* **Aim**: From the line containing "In this exercise you will indicate the sky" to the end of the listing, write out every line exactly; leave out everything else.

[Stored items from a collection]
****

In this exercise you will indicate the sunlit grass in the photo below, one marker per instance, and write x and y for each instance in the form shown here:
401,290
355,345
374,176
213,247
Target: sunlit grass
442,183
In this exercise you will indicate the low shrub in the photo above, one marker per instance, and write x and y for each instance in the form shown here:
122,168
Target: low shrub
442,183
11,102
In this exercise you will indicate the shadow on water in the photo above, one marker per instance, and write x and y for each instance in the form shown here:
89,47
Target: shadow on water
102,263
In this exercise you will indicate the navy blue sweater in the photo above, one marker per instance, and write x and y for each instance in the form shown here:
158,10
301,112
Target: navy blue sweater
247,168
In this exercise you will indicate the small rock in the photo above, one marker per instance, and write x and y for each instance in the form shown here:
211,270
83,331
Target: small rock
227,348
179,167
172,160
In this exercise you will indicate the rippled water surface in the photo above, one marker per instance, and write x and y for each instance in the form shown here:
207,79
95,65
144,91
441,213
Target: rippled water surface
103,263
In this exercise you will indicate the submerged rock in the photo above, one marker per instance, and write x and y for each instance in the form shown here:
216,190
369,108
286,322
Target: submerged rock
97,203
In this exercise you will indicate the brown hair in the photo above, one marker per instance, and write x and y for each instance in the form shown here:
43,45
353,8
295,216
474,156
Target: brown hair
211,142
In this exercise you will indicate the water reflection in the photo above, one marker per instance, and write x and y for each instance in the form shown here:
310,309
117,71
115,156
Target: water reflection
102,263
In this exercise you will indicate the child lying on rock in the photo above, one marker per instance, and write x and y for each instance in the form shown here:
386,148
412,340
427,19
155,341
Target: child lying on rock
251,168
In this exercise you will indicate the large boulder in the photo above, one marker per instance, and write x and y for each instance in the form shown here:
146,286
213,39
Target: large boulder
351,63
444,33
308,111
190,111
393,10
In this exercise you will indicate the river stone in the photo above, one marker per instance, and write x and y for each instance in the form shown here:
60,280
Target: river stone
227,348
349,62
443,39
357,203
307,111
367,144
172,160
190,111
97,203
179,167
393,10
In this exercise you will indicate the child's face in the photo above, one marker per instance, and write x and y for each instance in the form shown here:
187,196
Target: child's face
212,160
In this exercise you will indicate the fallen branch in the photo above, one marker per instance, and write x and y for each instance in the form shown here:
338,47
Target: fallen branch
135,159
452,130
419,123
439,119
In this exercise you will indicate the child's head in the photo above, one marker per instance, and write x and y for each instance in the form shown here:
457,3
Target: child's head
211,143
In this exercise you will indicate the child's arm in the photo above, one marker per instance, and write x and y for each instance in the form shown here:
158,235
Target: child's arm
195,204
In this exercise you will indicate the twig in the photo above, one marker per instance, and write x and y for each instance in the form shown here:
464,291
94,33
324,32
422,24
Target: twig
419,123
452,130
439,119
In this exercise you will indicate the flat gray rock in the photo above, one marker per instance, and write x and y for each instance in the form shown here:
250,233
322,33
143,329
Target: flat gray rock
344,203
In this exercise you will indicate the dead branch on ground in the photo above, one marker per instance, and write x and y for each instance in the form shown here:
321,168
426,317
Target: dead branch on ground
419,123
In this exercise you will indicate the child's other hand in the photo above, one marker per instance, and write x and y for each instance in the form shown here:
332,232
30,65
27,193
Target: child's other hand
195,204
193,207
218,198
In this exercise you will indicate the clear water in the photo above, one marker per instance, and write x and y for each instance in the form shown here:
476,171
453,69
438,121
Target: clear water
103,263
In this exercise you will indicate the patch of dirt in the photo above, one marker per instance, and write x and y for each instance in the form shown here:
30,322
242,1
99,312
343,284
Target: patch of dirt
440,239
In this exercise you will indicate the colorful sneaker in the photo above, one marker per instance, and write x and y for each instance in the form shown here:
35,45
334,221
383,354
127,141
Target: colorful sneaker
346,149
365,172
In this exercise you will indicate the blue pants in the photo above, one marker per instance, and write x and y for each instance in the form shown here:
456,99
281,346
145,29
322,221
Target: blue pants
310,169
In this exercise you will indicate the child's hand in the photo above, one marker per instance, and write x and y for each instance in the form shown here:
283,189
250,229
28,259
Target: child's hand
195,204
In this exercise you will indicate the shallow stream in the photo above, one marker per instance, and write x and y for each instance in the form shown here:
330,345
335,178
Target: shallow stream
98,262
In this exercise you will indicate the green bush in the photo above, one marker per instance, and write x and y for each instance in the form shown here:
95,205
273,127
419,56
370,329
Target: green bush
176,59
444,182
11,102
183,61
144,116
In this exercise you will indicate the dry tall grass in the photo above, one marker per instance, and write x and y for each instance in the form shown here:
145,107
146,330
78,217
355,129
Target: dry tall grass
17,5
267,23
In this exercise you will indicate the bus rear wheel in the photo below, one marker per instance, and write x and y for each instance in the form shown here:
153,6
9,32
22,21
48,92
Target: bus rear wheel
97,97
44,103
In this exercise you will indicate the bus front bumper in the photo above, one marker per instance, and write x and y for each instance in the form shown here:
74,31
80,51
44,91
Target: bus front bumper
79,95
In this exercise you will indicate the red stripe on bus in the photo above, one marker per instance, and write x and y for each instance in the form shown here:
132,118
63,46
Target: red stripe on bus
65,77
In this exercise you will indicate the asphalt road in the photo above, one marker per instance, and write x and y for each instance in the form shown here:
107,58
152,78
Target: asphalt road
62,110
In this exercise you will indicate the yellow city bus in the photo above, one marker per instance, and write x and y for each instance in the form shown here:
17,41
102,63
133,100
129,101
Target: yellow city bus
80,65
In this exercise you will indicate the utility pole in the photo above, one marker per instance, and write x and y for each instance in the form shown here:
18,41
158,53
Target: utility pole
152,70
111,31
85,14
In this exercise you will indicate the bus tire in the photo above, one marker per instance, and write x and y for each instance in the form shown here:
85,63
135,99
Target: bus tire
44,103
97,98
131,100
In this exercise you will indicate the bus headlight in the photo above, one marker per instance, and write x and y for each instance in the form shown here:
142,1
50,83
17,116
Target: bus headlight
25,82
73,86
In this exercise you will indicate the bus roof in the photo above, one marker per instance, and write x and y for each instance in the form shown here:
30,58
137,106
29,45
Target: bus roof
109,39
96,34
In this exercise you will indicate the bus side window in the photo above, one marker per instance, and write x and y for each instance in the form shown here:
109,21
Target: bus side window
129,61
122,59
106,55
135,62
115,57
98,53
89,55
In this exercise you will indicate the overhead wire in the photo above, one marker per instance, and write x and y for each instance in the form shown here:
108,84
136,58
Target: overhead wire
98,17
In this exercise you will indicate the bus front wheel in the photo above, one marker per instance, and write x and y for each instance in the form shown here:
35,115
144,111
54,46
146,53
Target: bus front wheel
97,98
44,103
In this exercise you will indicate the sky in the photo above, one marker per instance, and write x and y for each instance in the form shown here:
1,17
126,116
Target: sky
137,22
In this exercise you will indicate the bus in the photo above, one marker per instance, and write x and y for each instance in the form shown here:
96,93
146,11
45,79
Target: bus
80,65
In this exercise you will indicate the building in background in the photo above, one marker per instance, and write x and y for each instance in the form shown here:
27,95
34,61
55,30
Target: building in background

****

* **Result for this exercise**:
In this exercise you will indicate the sky in the photo above, one marker per instance, and write x and y for each instance in the form shown here:
1,17
126,116
Target: sky
137,22
In this exercise you will indicate the bus in the photo above, one marker per instance, and write x and y for each instance in the form shown here:
96,93
146,11
45,79
Target: bus
80,65
In this exercise you will indicate the building in background in the photo above, one marker per instance, and write x and y for each instance in the form shown here:
27,95
34,61
55,30
Target: building in background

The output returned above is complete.